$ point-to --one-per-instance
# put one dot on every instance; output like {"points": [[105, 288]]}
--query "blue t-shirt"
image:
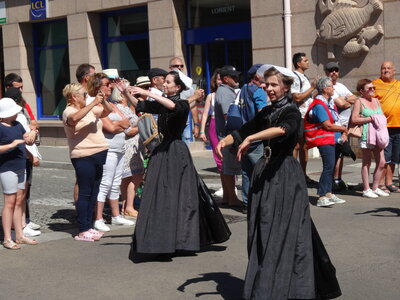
{"points": [[260, 99], [320, 115], [13, 159]]}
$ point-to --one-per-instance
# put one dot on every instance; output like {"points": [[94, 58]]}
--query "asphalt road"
{"points": [[361, 236]]}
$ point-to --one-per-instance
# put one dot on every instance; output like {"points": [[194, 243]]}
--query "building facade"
{"points": [[135, 35]]}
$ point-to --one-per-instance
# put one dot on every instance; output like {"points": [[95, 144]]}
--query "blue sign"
{"points": [[38, 9]]}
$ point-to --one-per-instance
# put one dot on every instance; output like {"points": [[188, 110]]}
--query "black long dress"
{"points": [[280, 245], [171, 216]]}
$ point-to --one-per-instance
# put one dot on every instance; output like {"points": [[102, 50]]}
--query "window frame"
{"points": [[37, 72]]}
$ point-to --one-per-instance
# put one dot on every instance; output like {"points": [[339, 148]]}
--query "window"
{"points": [[51, 67], [125, 44], [217, 12]]}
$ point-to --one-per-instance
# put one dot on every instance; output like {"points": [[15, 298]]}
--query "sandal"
{"points": [[384, 188], [26, 241], [392, 188], [11, 245], [130, 214], [84, 237], [96, 234]]}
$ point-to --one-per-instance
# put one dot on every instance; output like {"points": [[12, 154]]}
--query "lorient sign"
{"points": [[39, 9]]}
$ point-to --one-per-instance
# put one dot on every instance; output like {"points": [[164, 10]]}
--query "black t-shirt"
{"points": [[13, 159]]}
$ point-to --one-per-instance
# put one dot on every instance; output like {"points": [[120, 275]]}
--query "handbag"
{"points": [[213, 228], [148, 132], [354, 131]]}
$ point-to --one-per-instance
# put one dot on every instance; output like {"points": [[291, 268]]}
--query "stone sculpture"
{"points": [[345, 25]]}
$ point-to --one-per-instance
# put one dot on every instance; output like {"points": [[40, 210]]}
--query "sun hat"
{"points": [[142, 80], [156, 72], [111, 73], [8, 108]]}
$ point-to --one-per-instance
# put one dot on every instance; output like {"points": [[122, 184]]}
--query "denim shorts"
{"points": [[230, 165], [392, 151], [11, 181]]}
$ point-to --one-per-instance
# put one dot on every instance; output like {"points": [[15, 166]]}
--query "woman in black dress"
{"points": [[170, 216], [280, 245]]}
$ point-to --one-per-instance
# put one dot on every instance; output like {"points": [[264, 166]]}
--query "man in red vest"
{"points": [[322, 132]]}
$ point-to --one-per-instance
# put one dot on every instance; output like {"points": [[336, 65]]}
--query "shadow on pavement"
{"points": [[228, 286], [66, 218], [378, 212]]}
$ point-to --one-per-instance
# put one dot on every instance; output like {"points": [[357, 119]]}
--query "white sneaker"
{"points": [[379, 192], [120, 220], [30, 232], [101, 225], [370, 194], [335, 199], [219, 193], [324, 202], [33, 226]]}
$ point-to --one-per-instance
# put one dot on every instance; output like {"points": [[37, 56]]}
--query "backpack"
{"points": [[243, 109], [149, 132]]}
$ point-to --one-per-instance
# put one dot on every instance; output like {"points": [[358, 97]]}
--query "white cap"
{"points": [[285, 71], [8, 108], [185, 79], [111, 73]]}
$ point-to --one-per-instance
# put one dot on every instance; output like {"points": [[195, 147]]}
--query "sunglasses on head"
{"points": [[333, 70]]}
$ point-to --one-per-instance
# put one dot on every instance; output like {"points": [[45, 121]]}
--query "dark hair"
{"points": [[362, 83], [177, 80], [297, 57], [82, 71], [10, 78], [213, 80], [286, 80], [94, 83]]}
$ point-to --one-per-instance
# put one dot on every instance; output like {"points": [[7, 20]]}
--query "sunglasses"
{"points": [[333, 70]]}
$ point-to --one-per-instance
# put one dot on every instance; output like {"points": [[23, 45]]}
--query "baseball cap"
{"points": [[228, 70], [156, 72], [331, 65], [13, 93], [253, 69], [111, 73], [8, 108]]}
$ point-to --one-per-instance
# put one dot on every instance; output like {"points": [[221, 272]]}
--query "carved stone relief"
{"points": [[345, 25]]}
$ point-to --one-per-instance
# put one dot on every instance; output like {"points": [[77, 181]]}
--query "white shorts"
{"points": [[365, 145], [11, 181]]}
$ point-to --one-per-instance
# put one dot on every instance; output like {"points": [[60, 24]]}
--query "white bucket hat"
{"points": [[8, 108]]}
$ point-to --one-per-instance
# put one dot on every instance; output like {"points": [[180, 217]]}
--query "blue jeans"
{"points": [[327, 153], [89, 171], [248, 162]]}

+ + + +

Stated problem –
Return all the entries word for word, but omit any pictures they contain.

Result of the task –
$ point-to --one-per-instance
# put one dot on every instance; output like {"points": [[105, 288]]}
--query "blue t-shirt"
image:
{"points": [[260, 99], [320, 115], [13, 159]]}
$ point-to --one-per-instance
# put one dot on every instance; output like {"points": [[94, 58]]}
--query "asphalt road"
{"points": [[361, 236]]}
$ point-to --one-per-instance
# put one dot on every instance; output like {"points": [[194, 243]]}
--query "building facade"
{"points": [[135, 35]]}
$ point-to --one-per-instance
# put one dot on every instance; output like {"points": [[95, 144]]}
--query "blue sign"
{"points": [[38, 9]]}
$ point-to --one-per-instance
# put one dot on every instance; output like {"points": [[188, 110]]}
--query "black long dress"
{"points": [[280, 245], [171, 216]]}
$ point-to --one-per-instance
# put one dot on every instance; output like {"points": [[102, 50]]}
--query "window frame"
{"points": [[37, 72]]}
$ point-to --one-per-instance
# put one dot on every instance; output like {"points": [[339, 148]]}
--query "window"
{"points": [[51, 67], [125, 44], [217, 12]]}
$ point-to --one-per-instance
# put one dot on every instance; output like {"points": [[15, 298]]}
--query "sandal"
{"points": [[384, 188], [26, 241], [392, 188], [11, 245], [130, 214], [84, 237], [96, 234]]}
$ point-to --one-per-instance
# put one dot on every instance; output like {"points": [[12, 154]]}
--query "lorient sign"
{"points": [[39, 9]]}
$ point-to --one-per-instance
# put one dot on every instance; output like {"points": [[164, 10]]}
--query "black t-shirt"
{"points": [[13, 159]]}
$ point-to --one-per-instance
# put one dot on every instance; output like {"points": [[120, 275]]}
--query "handbag"
{"points": [[213, 228], [148, 132], [354, 131]]}
$ point-to --one-per-instance
# put one dot on every instance; output like {"points": [[291, 268]]}
--query "stone sculpture"
{"points": [[345, 25]]}
$ point-to --one-per-instance
# put one dot on every instance; output like {"points": [[40, 210]]}
--query "sun hat"
{"points": [[142, 80], [156, 72], [111, 73], [8, 108]]}
$ point-to --one-per-instance
# put one dot on every instance; output like {"points": [[122, 184]]}
--query "denim shorts"
{"points": [[230, 165], [392, 151], [11, 181]]}
$ point-to --one-per-instance
# put one dot on every instance; output like {"points": [[15, 166]]}
--query "woman in black dress"
{"points": [[170, 216], [280, 245]]}
$ point-to --one-per-instance
# put one dot on every instance; output like {"points": [[264, 166]]}
--query "man in red vest"
{"points": [[322, 132]]}
$ point-to --one-per-instance
# put one dot on every instance; output like {"points": [[336, 65]]}
--query "shadow on pavement"
{"points": [[228, 286], [66, 218], [378, 212]]}
$ point-to --one-per-instance
# put one dot on every instance; output like {"points": [[357, 119]]}
--query "white sneaker"
{"points": [[379, 192], [120, 220], [30, 232], [101, 225], [370, 194], [335, 199], [219, 193], [324, 202], [33, 226]]}
$ point-to --one-per-instance
# put one dot on every instance; output like {"points": [[37, 56]]}
--query "backpack"
{"points": [[243, 109], [149, 132]]}
$ point-to --one-per-instance
# put one dot on every instance; output like {"points": [[358, 97]]}
--query "white cap"
{"points": [[285, 71], [8, 108], [185, 79], [111, 73]]}
$ point-to --one-per-instance
# put one dot on every instance; output like {"points": [[195, 147]]}
--query "sunglasses on head"
{"points": [[333, 70]]}
$ point-to --one-per-instance
# put one dot on every instance; output like {"points": [[45, 121]]}
--query "dark hair"
{"points": [[362, 83], [177, 80], [297, 57], [82, 71], [10, 78], [213, 80], [286, 80], [94, 83]]}
$ point-to --one-per-instance
# put one dot on every instance; output like {"points": [[7, 20]]}
--query "sunglasses"
{"points": [[333, 70]]}
$ point-to --one-per-instance
# put one dot on every instance; output like {"points": [[23, 45]]}
--query "baseball cap"
{"points": [[228, 70], [156, 72], [331, 65], [13, 93], [253, 69], [111, 73], [8, 108]]}
$ point-to --one-per-instance
# put one dot on every instance; output like {"points": [[221, 272]]}
--query "carved stone relief"
{"points": [[345, 25]]}
$ point-to --one-per-instance
# put one dot on every instance; output like {"points": [[77, 181]]}
--query "white shorts"
{"points": [[365, 145], [11, 181]]}
$ point-to --one-per-instance
# put one dot on every instance; output like {"points": [[60, 24]]}
--query "white bucket hat"
{"points": [[8, 108]]}
$ point-to --one-per-instance
# put one dot on every instance; output like {"points": [[180, 217]]}
--query "blue jeans"
{"points": [[327, 153], [89, 171], [248, 162]]}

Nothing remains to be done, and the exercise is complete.